┌─ Information supplied

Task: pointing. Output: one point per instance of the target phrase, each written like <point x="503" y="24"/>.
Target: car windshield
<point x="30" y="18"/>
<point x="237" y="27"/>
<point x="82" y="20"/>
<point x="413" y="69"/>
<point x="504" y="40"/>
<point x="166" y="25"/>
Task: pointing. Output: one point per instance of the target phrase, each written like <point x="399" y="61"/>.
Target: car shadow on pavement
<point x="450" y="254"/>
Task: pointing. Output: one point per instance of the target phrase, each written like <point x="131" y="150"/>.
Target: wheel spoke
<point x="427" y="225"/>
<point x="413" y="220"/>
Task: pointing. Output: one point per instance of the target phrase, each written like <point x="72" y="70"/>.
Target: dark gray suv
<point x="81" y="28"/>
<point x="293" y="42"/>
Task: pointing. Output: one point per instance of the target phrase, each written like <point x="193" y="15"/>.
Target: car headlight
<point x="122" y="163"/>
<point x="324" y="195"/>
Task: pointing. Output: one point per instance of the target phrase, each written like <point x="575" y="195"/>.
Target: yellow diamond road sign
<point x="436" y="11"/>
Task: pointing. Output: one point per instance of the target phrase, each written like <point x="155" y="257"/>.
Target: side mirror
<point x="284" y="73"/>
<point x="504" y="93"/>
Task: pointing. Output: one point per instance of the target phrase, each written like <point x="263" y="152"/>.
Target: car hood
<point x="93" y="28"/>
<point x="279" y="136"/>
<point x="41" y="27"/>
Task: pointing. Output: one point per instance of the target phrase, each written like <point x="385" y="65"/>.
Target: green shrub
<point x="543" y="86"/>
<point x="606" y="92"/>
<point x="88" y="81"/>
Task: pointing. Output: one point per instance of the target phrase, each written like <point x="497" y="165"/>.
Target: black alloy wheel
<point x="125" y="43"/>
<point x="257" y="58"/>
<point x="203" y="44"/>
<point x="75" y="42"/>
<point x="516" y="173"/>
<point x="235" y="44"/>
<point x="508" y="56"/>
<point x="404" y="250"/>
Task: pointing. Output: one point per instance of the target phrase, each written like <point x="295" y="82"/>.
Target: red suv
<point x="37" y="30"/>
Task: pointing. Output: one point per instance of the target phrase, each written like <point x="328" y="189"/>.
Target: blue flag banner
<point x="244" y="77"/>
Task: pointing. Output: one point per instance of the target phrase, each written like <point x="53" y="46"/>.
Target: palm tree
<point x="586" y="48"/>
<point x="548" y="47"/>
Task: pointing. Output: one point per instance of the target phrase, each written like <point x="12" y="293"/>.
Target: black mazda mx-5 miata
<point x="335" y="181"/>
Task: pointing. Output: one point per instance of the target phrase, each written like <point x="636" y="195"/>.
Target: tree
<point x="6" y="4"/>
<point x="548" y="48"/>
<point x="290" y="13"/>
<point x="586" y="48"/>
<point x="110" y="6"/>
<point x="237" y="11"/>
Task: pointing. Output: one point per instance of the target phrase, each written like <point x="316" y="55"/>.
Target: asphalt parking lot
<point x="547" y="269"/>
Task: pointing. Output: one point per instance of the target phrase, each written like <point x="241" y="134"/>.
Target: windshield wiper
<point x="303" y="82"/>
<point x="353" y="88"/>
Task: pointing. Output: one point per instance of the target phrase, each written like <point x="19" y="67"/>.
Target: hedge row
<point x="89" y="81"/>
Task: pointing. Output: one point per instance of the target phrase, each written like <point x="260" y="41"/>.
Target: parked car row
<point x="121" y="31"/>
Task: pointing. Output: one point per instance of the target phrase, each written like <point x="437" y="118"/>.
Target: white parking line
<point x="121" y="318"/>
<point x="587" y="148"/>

└─

=== Exercise description ===
Using the listing above, retype each line exactly.

=== The completed task ===
Task: pointing. Output: one point per instance of the target phrase, each written like <point x="503" y="24"/>.
Target: car windshield
<point x="30" y="18"/>
<point x="237" y="27"/>
<point x="82" y="20"/>
<point x="413" y="69"/>
<point x="504" y="40"/>
<point x="166" y="25"/>
Task: pointing. Output: one point per instance of the target phrase, each written like <point x="399" y="61"/>.
Target: car shadow on pavement
<point x="450" y="254"/>
Task: pointing. Output: one point per instance of the target phrase, each written like <point x="131" y="150"/>.
Target: wheel spoke
<point x="427" y="225"/>
<point x="413" y="220"/>
Task: pointing. Output: one point per instance of the target phrase, each written like <point x="72" y="70"/>.
Target: dark gray suv
<point x="81" y="28"/>
<point x="293" y="42"/>
Task: pointing. Output: one point per instance of the target phrase, each written like <point x="193" y="15"/>.
Target: car headlight
<point x="122" y="163"/>
<point x="324" y="195"/>
Task: pointing. Output: one point per instance of the target phrase, each written like <point x="575" y="195"/>.
Target: yellow diamond road sign
<point x="436" y="11"/>
Task: pointing. Output: one point per instance of the target phrase, each written like <point x="155" y="257"/>.
Target: side mirror
<point x="284" y="73"/>
<point x="504" y="93"/>
Task: pointing. Output: one point per instance of the target phrase, each written like <point x="263" y="152"/>.
Target: car hood
<point x="93" y="28"/>
<point x="279" y="136"/>
<point x="41" y="27"/>
Task: pointing. Output: one point per instance of the target phrase, each written like <point x="385" y="65"/>.
Target: green shrub
<point x="543" y="86"/>
<point x="606" y="92"/>
<point x="88" y="81"/>
Task: pointing. Output: one point per instance of the target phrase, each written like <point x="497" y="165"/>.
Target: black alloy wheel
<point x="125" y="43"/>
<point x="257" y="58"/>
<point x="203" y="44"/>
<point x="75" y="42"/>
<point x="516" y="173"/>
<point x="235" y="44"/>
<point x="508" y="56"/>
<point x="404" y="250"/>
Task: pointing. Output: one point per instance of the target phrase, each written like <point x="295" y="82"/>.
Target: red suv
<point x="37" y="30"/>
Task: pointing. Output: one point per instance of the target phrase, each written like <point x="328" y="189"/>.
Target: blue flag banner
<point x="244" y="77"/>
Task: pointing. Output: one point per instance of the target phrase, each written like <point x="53" y="46"/>.
Target: palm tree
<point x="586" y="48"/>
<point x="548" y="47"/>
Task: pointing. Output: one point per instance of the target phrase, each written like <point x="12" y="293"/>.
Target: black mazda mx-5 miata
<point x="335" y="181"/>
Task: pointing. Output: one point per instance of the target phrase, each written like <point x="636" y="195"/>.
Target: tree
<point x="6" y="4"/>
<point x="548" y="48"/>
<point x="290" y="13"/>
<point x="586" y="48"/>
<point x="110" y="6"/>
<point x="237" y="11"/>
Task: pointing. Output: one point per instance of the target phrase, each written like <point x="316" y="55"/>.
Target: asphalt parking lot
<point x="547" y="269"/>
Task: pointing. Output: one point per instance of the target phrase, each written like <point x="241" y="134"/>.
Target: windshield wiper
<point x="303" y="82"/>
<point x="353" y="88"/>
Task: pointing. Output: one point per instance of the target phrase, each written like <point x="19" y="67"/>.
Target: hedge row
<point x="89" y="81"/>
Task: pointing. Output: one point per instance of the target phrase, each written like <point x="260" y="41"/>.
Target: parked car row
<point x="121" y="31"/>
Task: pointing. Output: one point per instance of the target phrase, each written like <point x="437" y="118"/>.
Target: white parking line
<point x="121" y="318"/>
<point x="587" y="148"/>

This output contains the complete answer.